*Texte fourni*

• • • •

La BBC a été l'un des rares médias à consacrer un portrait à Kim Wall... ce qui n'a pas empêché le média de la décrire comme "pint-sized" (littéralement "de la taille d'une pinte", soit "haute comme trois pommes"), un commentaire sur son physique qui a provoqué des réactions sur les réseaux sociaux.
"Si un journaliste était mort dans des circonstances similaires, ce serait sûrement difficile de le voir décrit comme de la taille d'une pinte" twitte par exemple la journaliste @dariasolo qui enquête aussi bien sur les questions de genre que sur les crimes financiers en Russie...
"It is difficult to see how, if a male journalist had died in a similar case, he would be described as “pint-sized”." #media #women #kimwall
— dariasolo (@dariasolo) 25 août 2017
Du côté de la presse francophone aussi, difficile de trouver des titres de presse qui n'ont pas cédé à la tentation. Certains se pourvoient de commentaires sur le physique de la jeune femme, comme Paris Match qui s'interroge : "Que s'est-il passé dans le sous-marin entre le savant fou et la belle journaliste suédoise?"
Cela pourrait être le scénario d'une série policière scandinave
Le Monde
D'autres font l'économie de se pencher sur son histoire pour se concentrer sur celle de Peter Madsen, qui est "sans doute encore plus intrigant et romanesque" (La Voix du Nord). Les deux personnages (et le sous-marin) sont pour le Figaro le "casting du polar de l'été". Sur le site du Monde, on trouve les faits résumés en une vidéo accompagnée d'une musique digne d'une série policière et d'un texte pour le moins évocateur : "cela pourrait être le scénario d'une série policière scandinave".

• • • •

(Éléments du jeu de données)
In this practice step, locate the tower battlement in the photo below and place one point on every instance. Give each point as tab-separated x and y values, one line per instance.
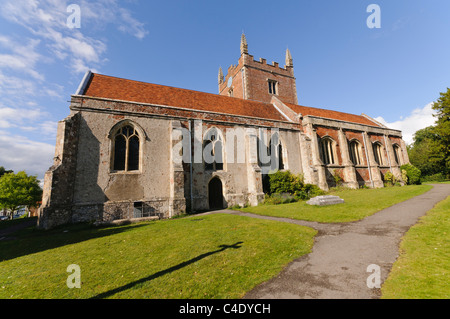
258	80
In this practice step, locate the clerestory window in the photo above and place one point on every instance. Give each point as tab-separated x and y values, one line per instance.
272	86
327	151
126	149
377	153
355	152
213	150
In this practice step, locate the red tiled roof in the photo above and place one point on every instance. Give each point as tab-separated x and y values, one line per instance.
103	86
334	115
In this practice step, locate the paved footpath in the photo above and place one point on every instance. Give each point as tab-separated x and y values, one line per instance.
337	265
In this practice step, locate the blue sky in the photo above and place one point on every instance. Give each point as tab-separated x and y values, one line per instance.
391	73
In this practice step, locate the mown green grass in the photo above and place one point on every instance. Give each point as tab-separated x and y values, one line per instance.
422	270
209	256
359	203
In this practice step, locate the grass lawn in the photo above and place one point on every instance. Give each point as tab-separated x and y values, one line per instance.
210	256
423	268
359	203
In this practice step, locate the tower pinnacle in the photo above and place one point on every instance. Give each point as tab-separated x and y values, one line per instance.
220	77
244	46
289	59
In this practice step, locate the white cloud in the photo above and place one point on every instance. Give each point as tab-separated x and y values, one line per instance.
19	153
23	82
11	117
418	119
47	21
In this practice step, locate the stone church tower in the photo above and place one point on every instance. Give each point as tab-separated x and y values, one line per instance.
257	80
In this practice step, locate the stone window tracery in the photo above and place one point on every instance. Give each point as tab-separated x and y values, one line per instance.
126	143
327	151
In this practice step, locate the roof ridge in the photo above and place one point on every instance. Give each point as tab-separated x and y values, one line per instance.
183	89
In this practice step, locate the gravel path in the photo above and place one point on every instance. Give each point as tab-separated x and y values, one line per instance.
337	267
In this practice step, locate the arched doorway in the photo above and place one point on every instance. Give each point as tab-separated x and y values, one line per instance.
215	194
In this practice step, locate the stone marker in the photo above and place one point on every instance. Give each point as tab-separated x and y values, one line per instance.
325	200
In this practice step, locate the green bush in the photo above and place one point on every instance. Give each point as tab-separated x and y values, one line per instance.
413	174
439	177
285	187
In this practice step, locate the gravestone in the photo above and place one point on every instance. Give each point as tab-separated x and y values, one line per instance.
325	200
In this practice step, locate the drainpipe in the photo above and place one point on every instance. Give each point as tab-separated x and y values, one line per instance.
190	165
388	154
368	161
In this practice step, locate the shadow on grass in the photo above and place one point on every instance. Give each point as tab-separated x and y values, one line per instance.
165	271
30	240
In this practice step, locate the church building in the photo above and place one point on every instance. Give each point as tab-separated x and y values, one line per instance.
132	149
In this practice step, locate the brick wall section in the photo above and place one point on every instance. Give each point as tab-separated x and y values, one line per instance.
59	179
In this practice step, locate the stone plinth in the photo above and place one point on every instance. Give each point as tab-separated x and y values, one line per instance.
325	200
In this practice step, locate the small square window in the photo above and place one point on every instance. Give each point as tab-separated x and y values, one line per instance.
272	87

• • • •

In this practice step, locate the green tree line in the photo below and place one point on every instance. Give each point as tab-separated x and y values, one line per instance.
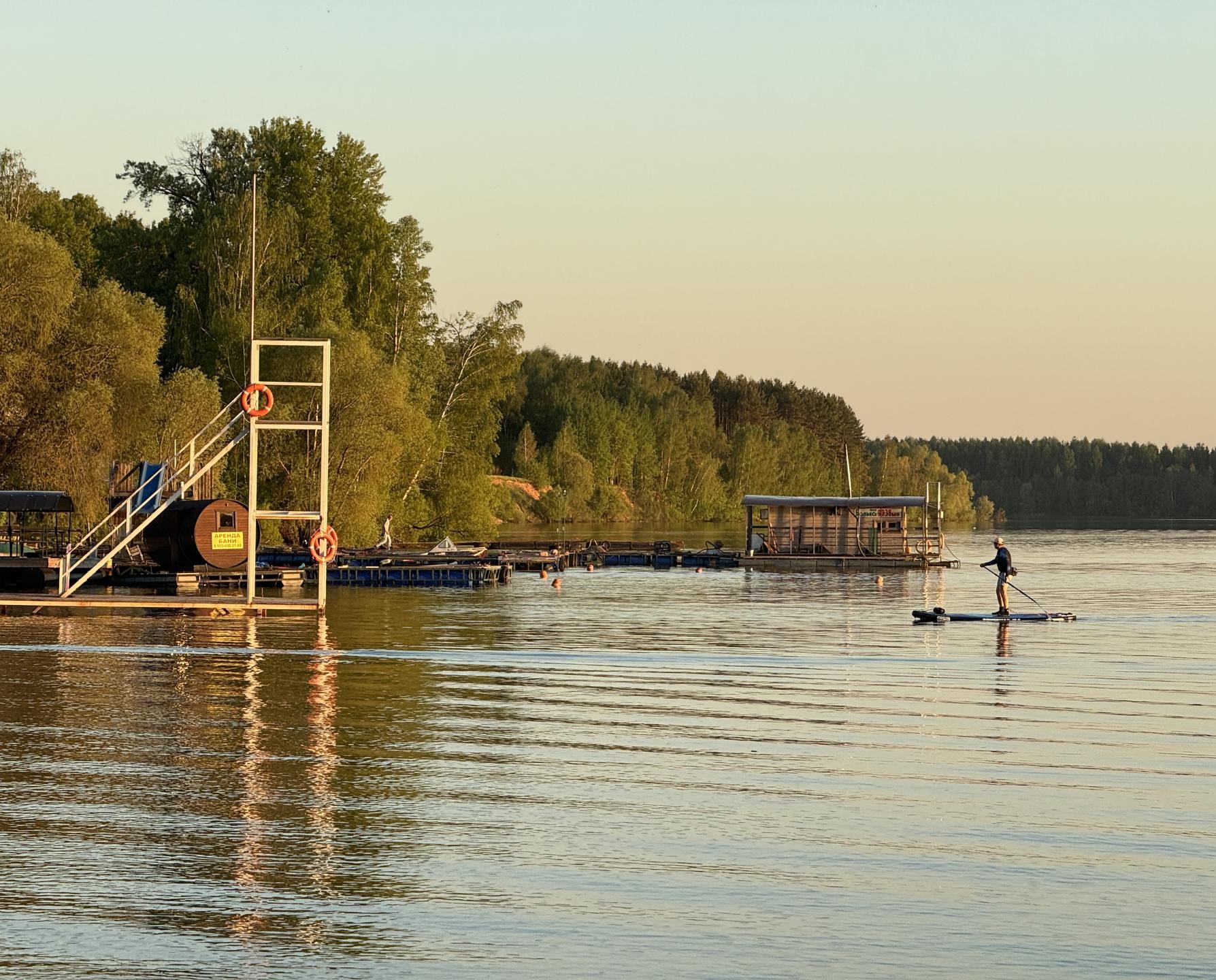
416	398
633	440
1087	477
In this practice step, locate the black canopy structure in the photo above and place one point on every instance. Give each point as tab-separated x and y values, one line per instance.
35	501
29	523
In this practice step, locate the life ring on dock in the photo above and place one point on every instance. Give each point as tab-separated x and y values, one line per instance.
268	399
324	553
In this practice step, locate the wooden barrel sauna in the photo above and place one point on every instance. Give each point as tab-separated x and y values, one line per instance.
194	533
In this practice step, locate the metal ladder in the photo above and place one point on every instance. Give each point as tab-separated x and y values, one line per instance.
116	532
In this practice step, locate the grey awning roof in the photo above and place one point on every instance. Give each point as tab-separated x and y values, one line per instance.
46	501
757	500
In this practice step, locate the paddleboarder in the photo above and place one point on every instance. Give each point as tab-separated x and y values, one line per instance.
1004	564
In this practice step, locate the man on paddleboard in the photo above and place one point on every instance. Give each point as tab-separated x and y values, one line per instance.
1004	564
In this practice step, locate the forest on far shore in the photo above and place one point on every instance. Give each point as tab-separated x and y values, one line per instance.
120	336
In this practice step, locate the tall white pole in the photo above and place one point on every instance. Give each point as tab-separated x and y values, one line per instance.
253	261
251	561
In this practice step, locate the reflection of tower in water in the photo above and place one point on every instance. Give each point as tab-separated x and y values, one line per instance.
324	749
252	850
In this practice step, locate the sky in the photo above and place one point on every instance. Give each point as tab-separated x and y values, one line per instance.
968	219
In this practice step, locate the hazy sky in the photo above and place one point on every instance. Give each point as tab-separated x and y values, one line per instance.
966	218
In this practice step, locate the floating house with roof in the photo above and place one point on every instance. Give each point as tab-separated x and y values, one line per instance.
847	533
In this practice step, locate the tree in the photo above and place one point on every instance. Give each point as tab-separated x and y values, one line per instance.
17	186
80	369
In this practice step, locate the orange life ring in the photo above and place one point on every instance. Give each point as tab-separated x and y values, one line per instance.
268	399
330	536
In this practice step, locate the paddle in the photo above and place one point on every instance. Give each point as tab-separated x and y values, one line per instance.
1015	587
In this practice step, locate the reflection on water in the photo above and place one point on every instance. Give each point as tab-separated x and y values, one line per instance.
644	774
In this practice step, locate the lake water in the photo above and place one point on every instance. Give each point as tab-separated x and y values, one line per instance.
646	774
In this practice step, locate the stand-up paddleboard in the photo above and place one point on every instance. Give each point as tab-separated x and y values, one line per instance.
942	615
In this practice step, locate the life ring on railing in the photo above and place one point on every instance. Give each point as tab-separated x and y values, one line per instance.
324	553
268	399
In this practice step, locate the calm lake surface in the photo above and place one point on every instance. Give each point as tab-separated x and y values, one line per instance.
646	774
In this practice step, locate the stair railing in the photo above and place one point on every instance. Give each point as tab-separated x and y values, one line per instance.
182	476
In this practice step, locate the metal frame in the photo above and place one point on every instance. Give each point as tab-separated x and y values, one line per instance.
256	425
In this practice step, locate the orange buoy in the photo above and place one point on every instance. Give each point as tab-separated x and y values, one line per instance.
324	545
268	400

• • • •

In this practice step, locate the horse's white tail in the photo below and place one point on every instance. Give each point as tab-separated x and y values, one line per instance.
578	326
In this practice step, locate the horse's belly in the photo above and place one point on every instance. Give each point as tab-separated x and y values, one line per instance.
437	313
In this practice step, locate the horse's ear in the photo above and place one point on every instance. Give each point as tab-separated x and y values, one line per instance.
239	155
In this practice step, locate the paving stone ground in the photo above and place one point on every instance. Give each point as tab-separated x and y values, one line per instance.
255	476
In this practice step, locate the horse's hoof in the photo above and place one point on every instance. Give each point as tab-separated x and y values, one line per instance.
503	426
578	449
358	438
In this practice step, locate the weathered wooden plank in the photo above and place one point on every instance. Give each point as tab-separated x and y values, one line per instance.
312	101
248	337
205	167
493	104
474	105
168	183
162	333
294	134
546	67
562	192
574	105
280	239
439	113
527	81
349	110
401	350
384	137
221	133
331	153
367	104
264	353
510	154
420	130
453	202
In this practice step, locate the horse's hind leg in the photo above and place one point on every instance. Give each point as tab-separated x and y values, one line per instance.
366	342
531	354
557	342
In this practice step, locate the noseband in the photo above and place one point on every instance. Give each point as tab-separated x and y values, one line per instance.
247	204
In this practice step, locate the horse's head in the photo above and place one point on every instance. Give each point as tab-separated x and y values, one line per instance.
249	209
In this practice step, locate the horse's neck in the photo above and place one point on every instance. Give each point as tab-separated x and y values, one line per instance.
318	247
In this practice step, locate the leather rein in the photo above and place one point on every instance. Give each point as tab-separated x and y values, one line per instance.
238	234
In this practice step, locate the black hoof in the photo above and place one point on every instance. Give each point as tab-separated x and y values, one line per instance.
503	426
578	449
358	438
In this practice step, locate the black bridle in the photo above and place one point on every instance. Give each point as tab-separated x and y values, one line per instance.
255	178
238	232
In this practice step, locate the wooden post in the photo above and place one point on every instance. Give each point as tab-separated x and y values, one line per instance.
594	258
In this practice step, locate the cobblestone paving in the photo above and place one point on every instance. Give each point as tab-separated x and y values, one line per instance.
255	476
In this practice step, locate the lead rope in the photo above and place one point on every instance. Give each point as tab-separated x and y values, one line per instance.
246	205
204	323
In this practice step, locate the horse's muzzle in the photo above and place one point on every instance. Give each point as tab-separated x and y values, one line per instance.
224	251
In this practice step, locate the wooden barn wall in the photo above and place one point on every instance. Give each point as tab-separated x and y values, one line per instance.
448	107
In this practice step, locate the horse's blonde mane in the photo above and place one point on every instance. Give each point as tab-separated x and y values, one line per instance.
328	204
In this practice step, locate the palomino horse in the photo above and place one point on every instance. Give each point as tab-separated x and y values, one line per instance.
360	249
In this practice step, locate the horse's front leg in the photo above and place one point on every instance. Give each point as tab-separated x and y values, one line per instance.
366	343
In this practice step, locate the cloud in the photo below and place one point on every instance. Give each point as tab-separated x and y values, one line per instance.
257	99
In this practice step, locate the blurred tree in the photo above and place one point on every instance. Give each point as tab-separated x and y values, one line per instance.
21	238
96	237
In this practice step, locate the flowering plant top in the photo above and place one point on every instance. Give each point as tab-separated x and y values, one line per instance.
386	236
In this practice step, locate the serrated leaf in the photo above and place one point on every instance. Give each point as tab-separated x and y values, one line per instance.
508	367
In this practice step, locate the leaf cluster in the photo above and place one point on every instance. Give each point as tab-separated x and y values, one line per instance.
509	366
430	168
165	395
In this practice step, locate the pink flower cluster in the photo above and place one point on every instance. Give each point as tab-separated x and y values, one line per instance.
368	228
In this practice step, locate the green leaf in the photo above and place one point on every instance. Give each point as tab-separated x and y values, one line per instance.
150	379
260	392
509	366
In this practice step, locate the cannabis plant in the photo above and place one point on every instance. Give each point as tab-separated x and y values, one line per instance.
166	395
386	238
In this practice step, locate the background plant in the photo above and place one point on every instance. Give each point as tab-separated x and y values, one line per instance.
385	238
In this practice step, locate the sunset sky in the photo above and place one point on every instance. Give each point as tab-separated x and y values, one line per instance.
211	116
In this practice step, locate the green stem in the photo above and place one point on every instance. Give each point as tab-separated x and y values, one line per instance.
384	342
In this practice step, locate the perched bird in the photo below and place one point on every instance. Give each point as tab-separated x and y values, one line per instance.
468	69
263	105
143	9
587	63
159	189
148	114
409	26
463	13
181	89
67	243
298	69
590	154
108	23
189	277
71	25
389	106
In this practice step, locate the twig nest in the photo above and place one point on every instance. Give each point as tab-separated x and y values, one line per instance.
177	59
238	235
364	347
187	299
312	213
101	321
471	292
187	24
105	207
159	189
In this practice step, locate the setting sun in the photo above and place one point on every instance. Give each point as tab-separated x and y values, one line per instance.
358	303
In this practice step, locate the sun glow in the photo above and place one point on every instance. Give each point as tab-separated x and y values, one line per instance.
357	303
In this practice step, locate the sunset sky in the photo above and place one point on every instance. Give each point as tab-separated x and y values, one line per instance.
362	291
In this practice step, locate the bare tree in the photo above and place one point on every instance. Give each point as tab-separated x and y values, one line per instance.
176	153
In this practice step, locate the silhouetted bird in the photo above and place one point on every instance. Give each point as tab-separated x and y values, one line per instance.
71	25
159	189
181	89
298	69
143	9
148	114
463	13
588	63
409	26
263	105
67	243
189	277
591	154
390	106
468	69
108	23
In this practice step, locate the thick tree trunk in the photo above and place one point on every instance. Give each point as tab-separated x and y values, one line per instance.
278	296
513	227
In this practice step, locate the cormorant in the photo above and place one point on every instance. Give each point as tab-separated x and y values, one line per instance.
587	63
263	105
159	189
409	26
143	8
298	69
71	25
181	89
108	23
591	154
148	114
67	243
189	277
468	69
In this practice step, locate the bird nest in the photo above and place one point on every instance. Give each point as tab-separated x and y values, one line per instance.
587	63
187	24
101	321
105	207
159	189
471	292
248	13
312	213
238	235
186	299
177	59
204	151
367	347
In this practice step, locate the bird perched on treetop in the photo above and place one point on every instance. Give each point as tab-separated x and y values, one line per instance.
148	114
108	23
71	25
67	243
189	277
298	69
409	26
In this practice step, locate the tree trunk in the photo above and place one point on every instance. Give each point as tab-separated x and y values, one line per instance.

• • • •

*Série d'exercices*
a. Répondez aux questions suivantes à partir du texte sur la couverture médiatique de Kim Wall.
(i) Quel terme anglais la BBC a-t-elle employé pour décrire Kim Wall ?
(ii) Quelle question Paris Match pose-t-il au sujet du sous-marin ?
(iii) Selon le Figaro, que constituent les deux personnages et le sous-marin ?
b. Poursuivez le texte sur la couverture médiatique de Kim Wall à partir de sa dernière phrase.
Ce matériel n'est pas utile pour répondre.

*Réponses aux exercices*
a.
(i) « pint-sized »
(ii) « Que s'est-il passé dans le sous-marin entre le savant fou et la belle journaliste suédoise? »
(iii) Le « casting du polar de l'été »

b.
Mais la palme revient certainement à Vanity Fair qui titre "En eaux troubles : Peter Madsen, l'inventeur fou au cœur du polar de l'été". Pas de mention au nom de Kim Wall dans le chapô de l'article, ni de photo d'elle... Seul Peter Madsen a droit à une photo : romanesque, retouchée, sur un fond à mi-chemin entre James Bond et Dexter. Et quand enfin après quelques lignes le nom de Kim Wall est évoqué, c'est pour associer sa disparition à "l'essence d'un bon roman".
"Cette mort est étrange, oui. Mais ce n'est pas une série télévisée" rappelle la journaliste Bhakthi Puvanenthiran dans un édito sur le site australien Crickey. Elle demande aux médias de ne pas plonger dans les clichés sur la mort des femmes. Même constat sur Twitter d'Anna Codrea-Rado, journaliste et amie de Kim Wall.
But pls don't remember her as the murdered Swedish journalist who died in a grisly horror straight out of a crime drama. Remember her work
— Anna Codrea-Rado (@annacod) 23 août 2017
"Ne vous souvenez pas de Kim Wall comme de la journaliste suédoise assassinée dans des conditions macabres (…). Souvenez-vous de son travail. Allez plus loin que les titres, informez-vous sur Kim la femme, la journaliste talentueuse, l'amie attentionnée. C'est ce qu'elle aurait fait."
"J'écris sur les hackers, les arnaqueurs, le vaudou, les vampires, les quartiers chinois, les bombes atomiques, le féminisme." Voici comment Kim Wall avait résumé sa biographie en 160 caractères sur le réseau social Twitter. Autant de sujets variés, toujours truculents : la journaliste racontait la grande Histoire à travers des séries de portraits toujours plus inattendus les uns que les autres. "Elle trouvait et racontait des histoires à travers le monde (…). Elle donnait la parole aux personnes faibles, vulnérables et marginalisées" raconte sa mère dans un hommage publié sur sa page Facebook.
Kim Wall était une femme de terrain, elle devait déménager prochainement en Chine. Pour elle, il était impossible d'être journaliste en passant son temps derrière un bureau. Ses rencontres l'ont menée à Cuba, en Ouganda, en Corée du Nord... Et pourtant, c'est à quelques kilomètres de sa ville natale, au Danemark, pays de la parité, qu'elle a été assassinée.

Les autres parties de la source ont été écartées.